= EXERCISE TEXT =
*** Block opens ***
To boldly go where no PhD thesis has gone before
The University of Melbourne has awarded one of its Chancellor's Prizes for Excellence to Dr. Djoymi Baker's, author of the PhD thesis: "Broadcast Space: TV Culture, Myth and Star Trek".
Yes, that's right, a PhD thesis on Star Trek! And boy do the nerd news providers love this. Slash-dot wasted no time jumping onto the story. I expect it will get a fair bit of coverage in the main stream media as well. As a Melbourne Uni graduate, I am just impressed that the uni has people with this level of devotion to the sci-fi classic - which apparently included watching over 700 hours of it!
The thesis itself appears to be more about drawing connections between ancient mythology and popular culture. Star Trek, however, does appear to be the authors main focus. It does raise the interesting question of just how popular television shows like Star Trek will be viewed in the distant future. Will they be studied as some way of gaining insight into civilisation at this time. I would love to read what conclusions one might draw from that. Certainly, one conclusion would have to be that figure hugging jump suits were all the rage in the late 20th century.
5 Comments:
I just wanted to add to this post that my choice of title, which I was pretty proud of I must say (although I guess it was inevitable), was not stolen from The Age's report, which I only just read!
Clearly they stole it from me :)
8/29/2006 10:21:00 AM
Is Star Trek REALLY **popular** culture?! I just DO NOT get it AT ALL.
Good on this guy, though. I've no doubt he's managed to do what I haven't...find a PhD topic you're passionate about.
*** Block closes ***
= DATA LISTING =
*** Block opens ***
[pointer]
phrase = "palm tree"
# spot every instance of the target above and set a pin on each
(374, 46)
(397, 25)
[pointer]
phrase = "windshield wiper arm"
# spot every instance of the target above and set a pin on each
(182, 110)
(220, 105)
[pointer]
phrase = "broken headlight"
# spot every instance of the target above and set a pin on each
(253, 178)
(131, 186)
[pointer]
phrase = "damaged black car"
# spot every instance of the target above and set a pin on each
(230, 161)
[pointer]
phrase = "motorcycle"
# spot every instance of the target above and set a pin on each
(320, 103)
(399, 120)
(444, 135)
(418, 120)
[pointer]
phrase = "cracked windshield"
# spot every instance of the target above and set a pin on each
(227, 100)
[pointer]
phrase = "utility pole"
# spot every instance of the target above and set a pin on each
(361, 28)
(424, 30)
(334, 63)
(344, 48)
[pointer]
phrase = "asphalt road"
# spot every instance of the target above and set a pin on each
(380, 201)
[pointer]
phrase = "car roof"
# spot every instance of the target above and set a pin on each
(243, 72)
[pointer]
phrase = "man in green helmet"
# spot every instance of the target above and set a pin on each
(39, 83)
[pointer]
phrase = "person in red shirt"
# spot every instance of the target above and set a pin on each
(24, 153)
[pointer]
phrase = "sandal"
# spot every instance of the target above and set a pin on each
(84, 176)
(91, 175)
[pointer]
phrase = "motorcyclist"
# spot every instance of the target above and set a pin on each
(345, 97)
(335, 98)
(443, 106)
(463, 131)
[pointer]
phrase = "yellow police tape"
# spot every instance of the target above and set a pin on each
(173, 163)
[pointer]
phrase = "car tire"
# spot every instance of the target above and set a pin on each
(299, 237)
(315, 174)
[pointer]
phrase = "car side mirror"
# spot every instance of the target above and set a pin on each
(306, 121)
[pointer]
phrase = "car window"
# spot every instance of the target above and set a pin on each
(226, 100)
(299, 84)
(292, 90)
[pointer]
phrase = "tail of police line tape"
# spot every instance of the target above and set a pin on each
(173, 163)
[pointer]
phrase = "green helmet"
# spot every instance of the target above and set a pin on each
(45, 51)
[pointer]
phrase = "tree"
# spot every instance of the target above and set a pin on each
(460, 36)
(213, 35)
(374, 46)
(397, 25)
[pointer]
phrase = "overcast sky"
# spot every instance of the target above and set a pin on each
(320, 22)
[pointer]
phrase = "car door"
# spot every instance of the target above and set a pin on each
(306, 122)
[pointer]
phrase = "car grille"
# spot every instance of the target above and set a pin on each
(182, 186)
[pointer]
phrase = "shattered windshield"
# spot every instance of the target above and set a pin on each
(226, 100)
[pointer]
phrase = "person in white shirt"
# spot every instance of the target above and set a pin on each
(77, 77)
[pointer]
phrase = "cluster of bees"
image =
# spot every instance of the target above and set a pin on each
*** Block closes ***
= EXERCISE INSTRUCTIONS =
According to the Star Trek thesis post, how many hours of Star Trek did the author's devotion apparently include watching? The material comes from a different source than the post.

= ANSWER FOR THE TASK =
Over 700 hours.